→ **PETUNJUK TUGAS**
1) Ringkas berita tentang rapor merah empat tahun kepemimpinan Anies Baswedan dalam dua kalimat.
2) Teruskan berita tentang rapor merah Anies Baswedan itu, mulai dari bagian sesudah kalimat terakhirnya.

→ **TEKS HALAMAN**

---+---

Terima Rapor 4 Tahun Anies Baswedan dengan 10 Catatan Merah, Anak Buah Pastikan Bakal Pelajari
Asisten Pemerintahan Setda DKI Sigit Wijatmoko (Foto: Diah Ayu/VOI)

Bagikan:

JAKARTA - Pemprov DKI telah menerima rapor merah empat tahun kepemimpinan Gubernur DKI Jakarta Anies Baswedan dari Lembaga Bantuan Hukum (LBH) Jakarta.

Rapor merah ini tak diterima langsung oleh Anies, melainkan Asisten Pemerintahan Setda DKI, Sigit Wijatmoko.

"Karena sifatnya dadakan, tadi saya sampaikan bahwa apabila kami terinfomasi lebih awal, saya yakin pak Gubernur yang menerima langsung teman-teman LBH maupun perwakilan dari warga," kata Sigit di Balai Kota DKI, Senin, 18 Oktober.

Sigit mengaku pihaknya menghargai partisipasi LBH dalam mengkritik kebijakan Anies di Ibu Kota. Ia juga menegaskan bahwa Pemprov DKI tak ingin berpolemik dengan rapor merah yang diterima.

"kami akan mempelajari sesegera mungkin untuk bisa memberikan respon termasuk juga mengklarifikasi atas apa yang menjadi rekomendasinya," ungkap Sigit.

Sebagai tindak lanjut, setelah mempelajari sepuluh catatan kritis LBH, Sigit menyebut Anies akan mengatur pertemuan lebih lanjut.

---+---

[Deskripsi wilayah dalam bahasa alami]
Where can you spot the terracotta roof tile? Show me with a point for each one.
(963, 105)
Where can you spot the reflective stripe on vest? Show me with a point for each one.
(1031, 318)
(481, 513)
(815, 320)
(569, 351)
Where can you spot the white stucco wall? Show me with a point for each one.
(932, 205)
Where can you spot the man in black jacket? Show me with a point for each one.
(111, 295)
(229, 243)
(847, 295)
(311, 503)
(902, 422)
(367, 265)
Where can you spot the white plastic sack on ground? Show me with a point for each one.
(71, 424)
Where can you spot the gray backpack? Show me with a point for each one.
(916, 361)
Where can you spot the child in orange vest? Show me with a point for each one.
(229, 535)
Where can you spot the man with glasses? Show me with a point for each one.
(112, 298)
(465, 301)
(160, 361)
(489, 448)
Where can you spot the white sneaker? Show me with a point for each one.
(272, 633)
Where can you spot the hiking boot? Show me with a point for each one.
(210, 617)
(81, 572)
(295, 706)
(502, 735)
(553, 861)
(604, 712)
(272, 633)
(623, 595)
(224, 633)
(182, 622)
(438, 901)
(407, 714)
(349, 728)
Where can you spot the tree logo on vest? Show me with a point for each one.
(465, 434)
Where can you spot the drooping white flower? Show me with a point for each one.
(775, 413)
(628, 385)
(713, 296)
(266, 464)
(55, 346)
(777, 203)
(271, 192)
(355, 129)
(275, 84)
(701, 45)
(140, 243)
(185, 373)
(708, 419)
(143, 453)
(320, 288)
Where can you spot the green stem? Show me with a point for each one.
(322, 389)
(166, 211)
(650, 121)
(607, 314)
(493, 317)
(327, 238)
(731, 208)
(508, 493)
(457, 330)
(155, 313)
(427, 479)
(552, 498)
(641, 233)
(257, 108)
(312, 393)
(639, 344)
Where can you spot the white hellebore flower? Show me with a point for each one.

---+---

→ **JAWABAN TIAP TUGAS**
1) Pemprov DKI menerima rapor merah empat tahun kepemimpinan Gubernur Anies Baswedan dari LBH Jakarta, tetapi yang menerimanya bukan Anies, melainkan Asisten Pemerintahan Setda DKI Sigit Wijatmoko. Sigit menyatakan pihaknya menghargai kritik LBH, tidak ingin berpolemik, dan akan segera mempelajari sepuluh catatan kritis itu, lalu Anies akan mengatur pertemuan lebih lanjut.

2)
Semua akan kita pelajari untuk kita bisa respons, karena setelah ini Pak Gubernur juga akan kita atur untuk bisa bertemu teman-teman dari LBH, sehingga mendapatkan penjelasan yang lengkap," tuturnya.

Sebagai informasi, siang tadi LBH Jakarta menyerahkan rapor merah empat tahu kepemimpinan Gubernur DKI Jakarta Anies Baswedan di Balai Kota DKI Jakarta, Jalan Medan Merdeka Selatan.

Ada 10 catatan yang tertuang dalam rapor merah tersebut. Kebijakan yang masuk dalam kritikan LBH adalah buruknya kualitas udara di Jakarta, akses air bersih yang belum merata, penanganan banjir yang belum optimal, lalu penataan kampung kota yang belum partisipatif.

Selanjutnya, Anies dianggap tak serius dalam memperluas akses terhadap bantuan hukum, warga masih sulit memiliki tempat tinggal, belum ada bentuk intervensi yang signifikan terkait permasalahan yang menimpa masyarakat pesisir dan pulau kecil.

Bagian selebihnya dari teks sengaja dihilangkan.